SELECTED TEXT —
################

Yet realizing that he'd been missing all this time came as a shock. I mean, we speak Spanish every fuckin' day. I guess we just sorta assumed he was there somewhere, maybe Sandra Auroring with one of us present. But I guess I can just speak better Spanish than I gave myself credit for. When I mentally pushed him to answer me (all while I talked to Mom), he claimed to not know what I was talking about. He had no memory of events we've been involved in the past two months, and when I asked him where he'd been, he wouldn't answer. I think he's been asleep. Or maybe comatose...?

In any case, it all adds up to one thing: his pain, right now, is just as raw and terrifying as it was that night that Dad died. In fact, for him, time hasn't gone by at all. He's still trapped in that night. And he won't let it go, at all. He keeps muttering that "ha sido un mal hijo" and other bullshit like that. Piojo looked sharply over at him when we discovered he's been hiding a deep gash in his chest: like a stab wound, under his poncho. Piojo made him to understand that the wound is not his to keep, that the gash is rightfully the property of our Protector, and that as soon as he's done with BB, he will go for him next. Moco didn't reply to that, only huddled deeper into his poncho: he doesn't wanna give up the gash in his chest either. Pifas gave it to him, he says, and he turns his body away from us. He's sobbing now, long and soft. If you wanna go to him Ninja, just go.

################

AVAILABLE DATA —
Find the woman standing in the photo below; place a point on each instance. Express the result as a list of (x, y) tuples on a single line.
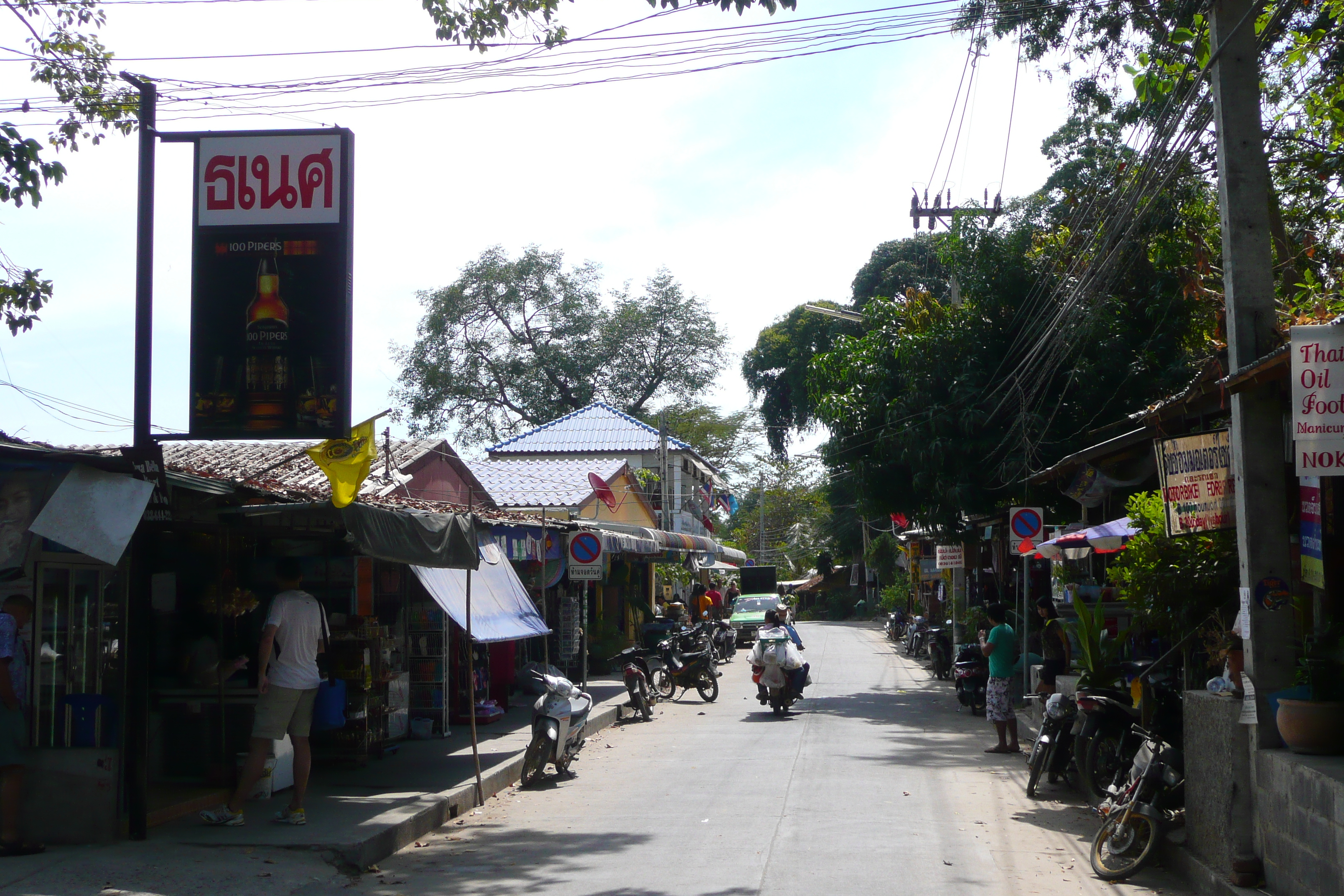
[(1056, 651)]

################

WRITTEN TASKS —
(a) In the text about Moco, who does he say gave him the gash in his chest?
(b) Shorten the paragraph of the text about Moco that begins "Yet realizing that he'd been missing" and keep its main facts.
(c) From the text about Moco, pull out the stretch from "In any case, it" through "Ninja, just go.", word for word.

WRITTEN ANSWERS —
(a) He says Pifas gave it to him.

(b) Finding out he'd been missing all along was a shock. They speak Spanish every day, so they had assumed he was around. It turns out the narrator's own Spanish is better than the narrator thought. When pushed to answer, while the narrator was talking to Mom, he said he didn't know what the narrator meant. He remembered nothing from the past two months and wouldn't say where he'd been. The narrator thinks he has been asleep, or maybe comatose.

(c)
In any case, it all adds up to one thing: his pain, right now, is just as raw and terrifying as it was that night that Dad died. In fact, for him, time hasn't gone by at all. He's still trapped in that night. And he won't let it go, at all. He keeps muttering that "ha sido un mal hijo" and other bullshit like that. Piojo looked sharply over at him when we discovered he's been hiding a deep gash in his chest: like a stab wound, under his poncho. Piojo made him to understand that the wound is not his to keep, that the gash is rightfully the property of our Protector, and that as soon as he's done with BB, he will go for him next. Moco didn't reply to that, only huddled deeper into his poncho: he doesn't wanna give up the gash in his chest either. Pifas gave it to him, he says, and he turns his body away from us. He's sobbing now, long and soft. If you wanna go to him Ninja, just go.